*What the exercise asks:* Give the records again in full, exactly as they are.
Start of Material shown
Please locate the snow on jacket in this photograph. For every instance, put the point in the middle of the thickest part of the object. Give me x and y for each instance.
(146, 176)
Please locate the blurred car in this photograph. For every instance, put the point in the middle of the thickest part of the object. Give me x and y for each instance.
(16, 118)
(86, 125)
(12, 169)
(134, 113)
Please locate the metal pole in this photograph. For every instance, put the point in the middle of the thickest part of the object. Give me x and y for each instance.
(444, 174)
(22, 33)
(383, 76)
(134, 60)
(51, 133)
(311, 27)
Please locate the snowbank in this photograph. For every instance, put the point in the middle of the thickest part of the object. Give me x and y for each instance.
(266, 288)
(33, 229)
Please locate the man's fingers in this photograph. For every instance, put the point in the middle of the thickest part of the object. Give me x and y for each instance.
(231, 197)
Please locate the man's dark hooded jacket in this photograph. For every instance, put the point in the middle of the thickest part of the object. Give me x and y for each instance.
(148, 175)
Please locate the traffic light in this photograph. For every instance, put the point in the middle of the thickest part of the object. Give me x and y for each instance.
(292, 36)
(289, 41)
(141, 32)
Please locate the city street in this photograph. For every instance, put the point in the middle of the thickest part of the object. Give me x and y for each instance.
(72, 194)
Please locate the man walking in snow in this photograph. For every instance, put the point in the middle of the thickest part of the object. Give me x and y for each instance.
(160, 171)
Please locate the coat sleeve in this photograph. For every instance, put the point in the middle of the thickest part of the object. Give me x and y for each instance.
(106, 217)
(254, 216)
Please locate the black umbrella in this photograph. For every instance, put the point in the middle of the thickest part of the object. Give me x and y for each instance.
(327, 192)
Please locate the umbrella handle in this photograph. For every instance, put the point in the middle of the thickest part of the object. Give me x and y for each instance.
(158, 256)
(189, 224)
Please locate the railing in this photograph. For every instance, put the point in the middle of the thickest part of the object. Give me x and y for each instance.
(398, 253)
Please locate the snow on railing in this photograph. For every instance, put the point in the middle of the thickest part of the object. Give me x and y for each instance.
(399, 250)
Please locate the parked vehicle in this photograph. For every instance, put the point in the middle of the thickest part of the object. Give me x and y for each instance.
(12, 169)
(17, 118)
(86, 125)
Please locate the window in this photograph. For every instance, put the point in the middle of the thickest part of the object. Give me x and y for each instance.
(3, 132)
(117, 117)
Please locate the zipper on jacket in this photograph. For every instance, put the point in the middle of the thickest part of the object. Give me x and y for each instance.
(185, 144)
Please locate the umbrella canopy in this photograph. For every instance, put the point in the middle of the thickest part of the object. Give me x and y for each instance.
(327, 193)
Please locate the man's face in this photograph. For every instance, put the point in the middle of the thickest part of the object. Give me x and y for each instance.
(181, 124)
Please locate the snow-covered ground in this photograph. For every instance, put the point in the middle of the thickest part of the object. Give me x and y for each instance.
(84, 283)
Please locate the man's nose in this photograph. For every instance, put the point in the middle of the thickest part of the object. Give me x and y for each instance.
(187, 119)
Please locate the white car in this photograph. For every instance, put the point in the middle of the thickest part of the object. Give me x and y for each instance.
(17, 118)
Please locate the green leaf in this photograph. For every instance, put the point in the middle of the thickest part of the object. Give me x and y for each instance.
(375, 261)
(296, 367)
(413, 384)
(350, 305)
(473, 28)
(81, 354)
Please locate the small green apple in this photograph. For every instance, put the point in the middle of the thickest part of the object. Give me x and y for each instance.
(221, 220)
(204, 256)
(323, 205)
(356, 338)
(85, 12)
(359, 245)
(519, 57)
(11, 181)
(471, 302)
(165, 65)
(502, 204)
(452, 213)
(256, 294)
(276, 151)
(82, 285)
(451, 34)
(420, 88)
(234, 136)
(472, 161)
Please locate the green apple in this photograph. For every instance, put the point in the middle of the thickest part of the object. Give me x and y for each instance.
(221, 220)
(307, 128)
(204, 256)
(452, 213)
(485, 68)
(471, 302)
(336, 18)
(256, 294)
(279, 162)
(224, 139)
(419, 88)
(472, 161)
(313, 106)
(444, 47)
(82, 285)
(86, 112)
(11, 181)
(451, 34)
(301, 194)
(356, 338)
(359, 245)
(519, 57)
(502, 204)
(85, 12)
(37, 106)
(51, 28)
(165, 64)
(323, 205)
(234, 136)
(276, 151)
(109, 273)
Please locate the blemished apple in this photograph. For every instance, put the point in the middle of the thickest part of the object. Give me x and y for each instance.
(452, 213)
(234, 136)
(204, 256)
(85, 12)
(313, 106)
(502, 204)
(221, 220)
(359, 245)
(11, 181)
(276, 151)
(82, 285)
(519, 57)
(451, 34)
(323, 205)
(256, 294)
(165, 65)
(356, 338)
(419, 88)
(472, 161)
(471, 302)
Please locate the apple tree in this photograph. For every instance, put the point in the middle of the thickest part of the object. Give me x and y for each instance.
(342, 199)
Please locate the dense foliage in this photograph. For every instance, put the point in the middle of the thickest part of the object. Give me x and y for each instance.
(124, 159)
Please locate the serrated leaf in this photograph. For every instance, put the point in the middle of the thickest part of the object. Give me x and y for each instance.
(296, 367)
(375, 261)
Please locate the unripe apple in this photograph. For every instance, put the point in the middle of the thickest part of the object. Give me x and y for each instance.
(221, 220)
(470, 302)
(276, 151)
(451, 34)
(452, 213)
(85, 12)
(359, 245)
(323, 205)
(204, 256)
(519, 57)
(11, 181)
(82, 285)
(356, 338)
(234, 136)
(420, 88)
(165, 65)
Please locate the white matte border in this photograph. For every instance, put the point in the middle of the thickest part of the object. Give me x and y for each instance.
End of Material shown
*Task answer:*
Please locate the snow on jacket in this photograph. For every instance, put the point in the middle of the thickest part of the object. Give me x and y for each instance.
(146, 176)
Please locate the blurred car in this photograph. For every instance, put the point in the middle of the thickest part of the object. Give me x and y for each instance.
(16, 118)
(86, 125)
(12, 169)
(134, 113)
Please locate the metal pole in this photograph. For every instance, put the point in the middle of the thickest part of the object. Give me x and y for each instance.
(444, 174)
(22, 33)
(383, 76)
(134, 60)
(51, 133)
(311, 27)
Please locate the snowbank in this photograph. For every instance, put the point in the middle of the thickest part of the object. Give me x and y for each instance.
(266, 288)
(33, 229)
Please locate the man's fingers in this photograph. For every instance, put the point in the middle of the thickest part of the object. Give me x and y for each instance.
(231, 197)
Please locate the man's dark hooded jacket in this photograph. For every instance, put the point in the middle of the thickest part of the object. Give me x and y for each instance.
(148, 175)
Please locate the traffic light in this photograph. For every instance, put the point in the middle of the thickest part of the object. Give me x and y for each instance.
(292, 36)
(289, 41)
(141, 32)
Please locate the city street in this photograph. For every instance, put the point in the middle of the thickest part of the object. Give me x and y for each instance.
(72, 194)
Please locate the man walking in snow in this photograph. For every instance, put the point in the middle of the thickest part of the object. Give me x and y for each instance.
(160, 171)
Please locate the coat sleeve in this photograph. For every instance, put the point in the middle of the thickest part of the object. Give me x and y for each instance.
(106, 217)
(254, 216)
Please locate the black umbrella in this photograph. For every instance, put the point in the middle of the thickest part of the object. Give me x and y for each instance.
(327, 192)
Please locate the umbrella handle in this photograph. For every instance, put the point in the middle of the thickest part of the object. Give me x and y for each instance.
(158, 256)
(189, 224)
Please locate the railing in this photograph. For every instance, put the point in the middle of the thickest part of the object. Give me x and y for each instance.
(398, 253)
Please locate the snow on railing in this photograph. For every instance, put the point in the middle of the thickest part of the object. Give me x and y for each instance.
(399, 250)
Please locate the parked vehicle in this photograph. For every instance, put the point in the middle of the thickest part of the object. Give me x and y for each instance.
(12, 169)
(17, 118)
(86, 125)
Please locate the window in this photograph. For every instance, put the point in the middle of the thickest part of the object. Give me x and y for each instance.
(3, 132)
(117, 117)
Please locate the zipper on jacket in this photograph. For every instance, put the point in the middle of the thickest part of the object. Give me x and y for each instance.
(185, 144)
Please locate the umbrella canopy in this photograph. For every instance, put the point in the middle of the thickest part of the object. Give me x and y for each instance.
(327, 193)
Please locate the man's face in this photograph. For every instance, put the point in the middle of the thickest part of the object. Give me x and y for each instance.
(181, 124)
Please locate the snow-covered ground in this photograph. For every instance, put the point in the middle of the thickest part of the object. Give me x and y for each instance.
(84, 283)
Please locate the man's nose in this photograph. For every instance, put the point in the middle of the thickest part of the object. Give me x and y for each instance.
(187, 119)
Please locate the white car in this photograph. For every instance, put the point in the middle of the thickest part of the object. Give me x and y for each instance.
(17, 118)
Please locate the green leaf in this photograph. For every instance, put the point in the middle of the thickest part of the object. Give me x and y for each instance.
(375, 261)
(296, 367)
(413, 384)
(350, 305)
(473, 28)
(81, 354)
Please locate the small green apple in this photograph. For every instance, put the point in the middle of the thickest part of the object. Give me x and y for each instance.
(221, 220)
(204, 256)
(323, 205)
(356, 338)
(85, 12)
(359, 245)
(519, 57)
(11, 181)
(471, 302)
(165, 65)
(502, 204)
(452, 213)
(256, 294)
(276, 151)
(82, 285)
(451, 34)
(420, 88)
(234, 136)
(472, 161)
Please locate the green apple in this photograph. For every instance, put the point in the middle of the thickest part of the object. Give me x and y for each instance.
(221, 220)
(307, 128)
(204, 256)
(452, 213)
(485, 68)
(471, 302)
(336, 18)
(256, 294)
(279, 162)
(224, 139)
(419, 88)
(472, 161)
(313, 106)
(444, 47)
(82, 285)
(86, 112)
(11, 181)
(451, 34)
(301, 194)
(356, 338)
(359, 245)
(519, 57)
(502, 204)
(85, 12)
(37, 106)
(51, 28)
(165, 64)
(323, 205)
(234, 136)
(276, 151)
(109, 273)
Please locate the blemished apple in this photograph. For every instance, put the point in the middle of the thickest part of the object. Give me x and y for each instance.
(452, 213)
(234, 136)
(204, 256)
(85, 12)
(313, 106)
(502, 204)
(221, 220)
(359, 245)
(11, 181)
(276, 151)
(82, 285)
(519, 57)
(451, 34)
(323, 205)
(256, 294)
(165, 65)
(356, 338)
(419, 88)
(472, 161)
(471, 302)
Please locate the apple tree in this photograph. For every instance, put the point in the middle of the thickest part of the object. Give me x and y for each instance.
(342, 199)
Please locate the dense foliage in this photograph. For every instance, put the point in the middle of the thickest part of the object. Give me x and y for each instance.
(124, 159)
Please locate the serrated leaf in this photograph. For every instance, put the point in the middle of the thickest part of the object. Give me x and y for each instance.
(296, 367)
(375, 261)
Please locate the unripe apple in this photograph. For every instance, put the point in the middle of the thickest part of the object. Give me x and y for each instance.
(221, 220)
(470, 302)
(276, 151)
(451, 34)
(452, 213)
(85, 12)
(359, 245)
(323, 205)
(204, 256)
(519, 57)
(11, 181)
(82, 285)
(356, 338)
(234, 136)
(420, 88)
(165, 65)
Please locate the white matte border in this photograph. For every instance, put the point in the middle of the thickest part of the object. Give me x and y for each instance.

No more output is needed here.